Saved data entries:
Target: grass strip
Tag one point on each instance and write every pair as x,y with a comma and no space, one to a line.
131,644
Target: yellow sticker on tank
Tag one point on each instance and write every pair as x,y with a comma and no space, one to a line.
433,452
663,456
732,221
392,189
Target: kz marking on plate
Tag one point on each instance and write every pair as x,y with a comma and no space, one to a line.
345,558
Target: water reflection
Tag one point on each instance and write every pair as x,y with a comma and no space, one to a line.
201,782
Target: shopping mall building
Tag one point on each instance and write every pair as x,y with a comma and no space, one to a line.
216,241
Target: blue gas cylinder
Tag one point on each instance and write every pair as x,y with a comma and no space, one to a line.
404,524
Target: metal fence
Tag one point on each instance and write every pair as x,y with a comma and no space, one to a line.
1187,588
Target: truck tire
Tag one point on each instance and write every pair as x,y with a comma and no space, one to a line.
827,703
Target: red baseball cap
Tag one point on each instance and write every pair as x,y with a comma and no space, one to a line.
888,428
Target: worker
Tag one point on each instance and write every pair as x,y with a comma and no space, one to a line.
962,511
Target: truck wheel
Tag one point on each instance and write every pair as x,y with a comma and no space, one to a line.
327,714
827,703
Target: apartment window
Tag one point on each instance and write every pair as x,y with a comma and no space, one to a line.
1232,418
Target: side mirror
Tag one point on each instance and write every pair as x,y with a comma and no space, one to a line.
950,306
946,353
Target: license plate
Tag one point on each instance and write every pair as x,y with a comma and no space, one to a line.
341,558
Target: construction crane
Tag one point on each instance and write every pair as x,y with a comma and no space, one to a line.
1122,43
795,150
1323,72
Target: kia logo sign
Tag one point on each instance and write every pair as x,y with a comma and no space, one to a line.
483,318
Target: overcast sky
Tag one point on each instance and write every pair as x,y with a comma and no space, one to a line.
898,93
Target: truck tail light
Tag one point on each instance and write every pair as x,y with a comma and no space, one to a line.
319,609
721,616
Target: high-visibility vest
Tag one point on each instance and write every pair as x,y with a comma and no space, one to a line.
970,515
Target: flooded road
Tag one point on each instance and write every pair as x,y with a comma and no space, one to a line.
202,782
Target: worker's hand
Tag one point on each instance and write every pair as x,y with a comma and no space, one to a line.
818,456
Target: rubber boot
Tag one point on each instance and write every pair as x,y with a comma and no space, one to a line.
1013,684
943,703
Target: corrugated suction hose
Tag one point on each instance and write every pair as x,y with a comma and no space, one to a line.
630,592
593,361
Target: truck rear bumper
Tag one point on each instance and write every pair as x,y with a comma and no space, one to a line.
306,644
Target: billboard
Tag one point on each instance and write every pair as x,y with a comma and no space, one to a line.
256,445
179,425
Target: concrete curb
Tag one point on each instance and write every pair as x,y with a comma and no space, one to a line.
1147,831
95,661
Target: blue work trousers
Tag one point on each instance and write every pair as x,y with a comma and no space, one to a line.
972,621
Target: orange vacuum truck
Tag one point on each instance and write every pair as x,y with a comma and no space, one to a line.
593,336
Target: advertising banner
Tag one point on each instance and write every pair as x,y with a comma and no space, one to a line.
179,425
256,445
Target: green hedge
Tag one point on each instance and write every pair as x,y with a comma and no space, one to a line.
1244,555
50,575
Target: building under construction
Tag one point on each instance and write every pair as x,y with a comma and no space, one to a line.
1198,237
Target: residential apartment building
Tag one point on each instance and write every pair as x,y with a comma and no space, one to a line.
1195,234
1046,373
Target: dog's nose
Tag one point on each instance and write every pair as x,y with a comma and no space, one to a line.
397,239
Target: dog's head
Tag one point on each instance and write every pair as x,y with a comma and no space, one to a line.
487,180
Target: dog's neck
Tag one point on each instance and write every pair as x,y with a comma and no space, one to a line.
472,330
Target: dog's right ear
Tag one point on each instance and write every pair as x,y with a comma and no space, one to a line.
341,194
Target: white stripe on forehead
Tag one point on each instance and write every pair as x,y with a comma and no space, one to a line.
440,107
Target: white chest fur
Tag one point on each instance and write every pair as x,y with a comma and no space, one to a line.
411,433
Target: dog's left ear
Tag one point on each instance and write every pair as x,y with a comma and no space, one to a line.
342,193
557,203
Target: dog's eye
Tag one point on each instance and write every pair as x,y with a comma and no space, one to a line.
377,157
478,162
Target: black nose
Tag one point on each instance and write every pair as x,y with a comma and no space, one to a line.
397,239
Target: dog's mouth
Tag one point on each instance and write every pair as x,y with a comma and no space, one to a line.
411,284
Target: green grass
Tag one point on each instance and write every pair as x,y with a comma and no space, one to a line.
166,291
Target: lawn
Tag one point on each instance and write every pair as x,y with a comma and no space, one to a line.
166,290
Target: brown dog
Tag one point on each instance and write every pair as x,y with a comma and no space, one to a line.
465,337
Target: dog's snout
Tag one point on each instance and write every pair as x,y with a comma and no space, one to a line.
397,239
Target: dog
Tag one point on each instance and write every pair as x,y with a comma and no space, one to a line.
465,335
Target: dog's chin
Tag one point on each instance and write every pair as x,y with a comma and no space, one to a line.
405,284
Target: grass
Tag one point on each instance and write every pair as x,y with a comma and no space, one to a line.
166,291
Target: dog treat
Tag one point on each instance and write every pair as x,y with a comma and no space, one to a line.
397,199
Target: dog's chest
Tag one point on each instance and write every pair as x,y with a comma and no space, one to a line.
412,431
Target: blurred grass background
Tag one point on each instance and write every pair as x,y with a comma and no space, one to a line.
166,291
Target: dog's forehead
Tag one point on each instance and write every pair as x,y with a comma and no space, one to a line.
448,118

_Description of the task_
Write out again exactly the lines that run from the one holding "Target: dog's chest" through the last line of the data; omit all other lines.

_Result of this task_
Target: dog's chest
Tag one point on each instance and write every pair as x,y with a comma and no space, one to a line.
412,431
Target: blurred grass background
Tag one point on each instance and write every pair as x,y with a comma and no space, one to a line.
166,291
Target: dog's forehead
Tag one point on each instance and write every pair as x,y with a comma and no space, one to a line.
448,118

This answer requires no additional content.